=== Listed entries ===

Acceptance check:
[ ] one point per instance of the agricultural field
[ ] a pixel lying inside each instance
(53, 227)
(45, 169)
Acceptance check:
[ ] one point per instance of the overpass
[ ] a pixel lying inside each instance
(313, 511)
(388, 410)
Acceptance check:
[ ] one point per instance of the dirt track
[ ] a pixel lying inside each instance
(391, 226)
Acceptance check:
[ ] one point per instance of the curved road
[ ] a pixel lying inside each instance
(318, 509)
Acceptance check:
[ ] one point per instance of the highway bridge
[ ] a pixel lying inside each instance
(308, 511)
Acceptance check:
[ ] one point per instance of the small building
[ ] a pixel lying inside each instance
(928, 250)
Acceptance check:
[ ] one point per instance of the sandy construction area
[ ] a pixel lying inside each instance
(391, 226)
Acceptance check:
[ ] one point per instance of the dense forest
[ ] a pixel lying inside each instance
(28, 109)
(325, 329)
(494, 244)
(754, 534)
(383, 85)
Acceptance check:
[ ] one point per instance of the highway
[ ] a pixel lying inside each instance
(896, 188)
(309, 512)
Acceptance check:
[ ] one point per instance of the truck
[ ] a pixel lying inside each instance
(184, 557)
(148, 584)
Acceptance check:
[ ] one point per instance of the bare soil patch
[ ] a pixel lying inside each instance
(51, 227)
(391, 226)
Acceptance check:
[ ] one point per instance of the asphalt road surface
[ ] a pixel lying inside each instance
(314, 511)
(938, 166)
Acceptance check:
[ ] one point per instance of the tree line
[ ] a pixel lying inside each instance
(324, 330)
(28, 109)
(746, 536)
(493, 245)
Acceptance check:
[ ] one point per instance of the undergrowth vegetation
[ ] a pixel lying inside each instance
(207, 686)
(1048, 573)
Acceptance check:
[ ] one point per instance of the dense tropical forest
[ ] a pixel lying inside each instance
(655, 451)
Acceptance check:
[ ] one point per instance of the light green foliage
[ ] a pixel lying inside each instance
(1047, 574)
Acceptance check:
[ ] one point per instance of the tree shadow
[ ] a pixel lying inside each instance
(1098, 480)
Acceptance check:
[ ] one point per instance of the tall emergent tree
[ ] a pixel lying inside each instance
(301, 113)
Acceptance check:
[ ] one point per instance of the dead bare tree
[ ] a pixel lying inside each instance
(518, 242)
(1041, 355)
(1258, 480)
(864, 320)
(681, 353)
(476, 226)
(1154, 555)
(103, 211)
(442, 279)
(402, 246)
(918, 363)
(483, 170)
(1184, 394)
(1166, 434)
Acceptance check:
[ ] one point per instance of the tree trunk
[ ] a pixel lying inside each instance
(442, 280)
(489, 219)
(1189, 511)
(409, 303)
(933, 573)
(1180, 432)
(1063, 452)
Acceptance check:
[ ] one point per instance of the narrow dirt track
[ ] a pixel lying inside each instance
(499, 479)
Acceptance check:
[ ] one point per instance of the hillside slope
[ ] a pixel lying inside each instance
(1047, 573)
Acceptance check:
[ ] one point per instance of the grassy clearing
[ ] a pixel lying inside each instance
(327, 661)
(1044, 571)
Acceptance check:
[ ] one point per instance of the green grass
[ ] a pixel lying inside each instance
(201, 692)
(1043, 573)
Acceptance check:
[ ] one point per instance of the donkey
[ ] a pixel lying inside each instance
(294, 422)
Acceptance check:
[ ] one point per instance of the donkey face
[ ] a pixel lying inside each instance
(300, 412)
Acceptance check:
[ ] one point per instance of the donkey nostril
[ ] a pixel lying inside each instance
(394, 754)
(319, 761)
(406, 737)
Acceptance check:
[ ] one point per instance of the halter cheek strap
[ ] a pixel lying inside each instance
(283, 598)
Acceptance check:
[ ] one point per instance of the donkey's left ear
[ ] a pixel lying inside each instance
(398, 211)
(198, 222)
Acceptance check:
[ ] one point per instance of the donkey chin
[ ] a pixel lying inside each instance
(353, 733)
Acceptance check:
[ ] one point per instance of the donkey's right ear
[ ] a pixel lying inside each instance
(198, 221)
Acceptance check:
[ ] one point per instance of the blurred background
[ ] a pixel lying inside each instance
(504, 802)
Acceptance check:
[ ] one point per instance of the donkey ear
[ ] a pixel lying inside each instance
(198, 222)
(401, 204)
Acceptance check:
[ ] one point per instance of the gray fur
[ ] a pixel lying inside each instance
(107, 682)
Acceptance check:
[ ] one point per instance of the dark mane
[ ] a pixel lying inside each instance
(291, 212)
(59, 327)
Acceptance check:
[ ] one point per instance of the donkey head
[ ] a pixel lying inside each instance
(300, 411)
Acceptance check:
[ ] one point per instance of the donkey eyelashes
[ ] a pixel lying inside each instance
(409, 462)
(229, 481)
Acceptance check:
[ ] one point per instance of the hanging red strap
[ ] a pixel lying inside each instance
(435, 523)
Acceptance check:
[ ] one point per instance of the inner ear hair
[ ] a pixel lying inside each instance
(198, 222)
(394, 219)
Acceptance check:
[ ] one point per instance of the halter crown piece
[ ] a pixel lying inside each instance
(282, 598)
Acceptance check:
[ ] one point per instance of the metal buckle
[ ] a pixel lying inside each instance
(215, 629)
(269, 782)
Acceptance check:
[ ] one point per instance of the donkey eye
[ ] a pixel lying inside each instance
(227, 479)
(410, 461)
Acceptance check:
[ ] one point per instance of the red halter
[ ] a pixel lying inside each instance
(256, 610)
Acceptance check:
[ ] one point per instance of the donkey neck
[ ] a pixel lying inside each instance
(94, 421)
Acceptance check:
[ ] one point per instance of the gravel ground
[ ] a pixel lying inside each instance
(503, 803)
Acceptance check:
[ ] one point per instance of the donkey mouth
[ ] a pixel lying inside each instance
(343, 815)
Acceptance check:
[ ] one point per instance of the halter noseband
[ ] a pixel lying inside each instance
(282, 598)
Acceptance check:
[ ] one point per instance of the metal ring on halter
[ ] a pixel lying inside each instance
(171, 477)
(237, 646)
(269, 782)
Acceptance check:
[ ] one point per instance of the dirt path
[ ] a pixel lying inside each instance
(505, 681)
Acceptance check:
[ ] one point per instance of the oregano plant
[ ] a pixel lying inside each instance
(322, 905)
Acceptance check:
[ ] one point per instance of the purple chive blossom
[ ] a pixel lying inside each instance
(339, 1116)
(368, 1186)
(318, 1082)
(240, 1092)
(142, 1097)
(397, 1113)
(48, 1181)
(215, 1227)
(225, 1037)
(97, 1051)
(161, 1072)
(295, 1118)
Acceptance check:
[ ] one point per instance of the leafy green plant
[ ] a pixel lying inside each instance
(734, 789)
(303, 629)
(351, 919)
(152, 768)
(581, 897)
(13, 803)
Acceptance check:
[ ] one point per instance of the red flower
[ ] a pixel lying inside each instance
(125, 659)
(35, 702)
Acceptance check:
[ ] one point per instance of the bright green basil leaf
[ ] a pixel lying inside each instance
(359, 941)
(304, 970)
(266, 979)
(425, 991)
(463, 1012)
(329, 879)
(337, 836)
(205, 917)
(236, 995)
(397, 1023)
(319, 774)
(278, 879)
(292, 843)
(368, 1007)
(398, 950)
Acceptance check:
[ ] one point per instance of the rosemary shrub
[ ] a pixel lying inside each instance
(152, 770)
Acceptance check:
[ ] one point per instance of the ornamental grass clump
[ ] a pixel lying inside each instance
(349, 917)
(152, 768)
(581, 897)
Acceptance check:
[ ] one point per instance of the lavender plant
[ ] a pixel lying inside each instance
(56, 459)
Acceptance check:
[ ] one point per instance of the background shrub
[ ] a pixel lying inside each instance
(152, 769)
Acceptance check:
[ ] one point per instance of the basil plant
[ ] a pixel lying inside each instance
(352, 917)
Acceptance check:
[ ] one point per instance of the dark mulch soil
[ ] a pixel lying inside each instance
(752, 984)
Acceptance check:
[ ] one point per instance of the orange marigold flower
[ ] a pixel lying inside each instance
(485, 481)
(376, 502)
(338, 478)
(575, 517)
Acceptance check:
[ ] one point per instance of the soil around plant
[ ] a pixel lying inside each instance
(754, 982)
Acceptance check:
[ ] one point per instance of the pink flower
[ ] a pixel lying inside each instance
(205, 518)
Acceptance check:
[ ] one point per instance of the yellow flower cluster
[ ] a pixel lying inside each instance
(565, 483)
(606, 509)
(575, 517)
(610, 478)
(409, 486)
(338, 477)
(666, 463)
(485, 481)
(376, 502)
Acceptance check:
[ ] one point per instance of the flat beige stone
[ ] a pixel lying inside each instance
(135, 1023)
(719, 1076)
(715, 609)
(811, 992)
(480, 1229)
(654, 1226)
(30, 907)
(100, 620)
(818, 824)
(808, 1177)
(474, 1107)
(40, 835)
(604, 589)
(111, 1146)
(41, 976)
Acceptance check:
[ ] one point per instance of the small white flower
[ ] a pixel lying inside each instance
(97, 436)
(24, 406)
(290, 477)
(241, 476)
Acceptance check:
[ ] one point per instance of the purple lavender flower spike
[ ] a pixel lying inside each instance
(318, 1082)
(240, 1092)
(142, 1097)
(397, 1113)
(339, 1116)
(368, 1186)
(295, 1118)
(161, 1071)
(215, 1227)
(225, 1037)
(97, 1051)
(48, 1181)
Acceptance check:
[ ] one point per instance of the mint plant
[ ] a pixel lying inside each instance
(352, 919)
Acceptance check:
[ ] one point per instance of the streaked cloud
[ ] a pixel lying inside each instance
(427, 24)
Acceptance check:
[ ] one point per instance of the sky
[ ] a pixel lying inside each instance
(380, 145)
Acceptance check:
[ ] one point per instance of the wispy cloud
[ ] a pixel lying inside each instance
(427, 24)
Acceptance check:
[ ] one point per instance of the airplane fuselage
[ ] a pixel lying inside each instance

===

- Written problem: Show every line above that contains the word "soil".

- Output of the task:
[ ] one point per instance of the bare soil patch
[ ] one point per instance of the dark mulch soil
[ ] one point per instance of the soil around plant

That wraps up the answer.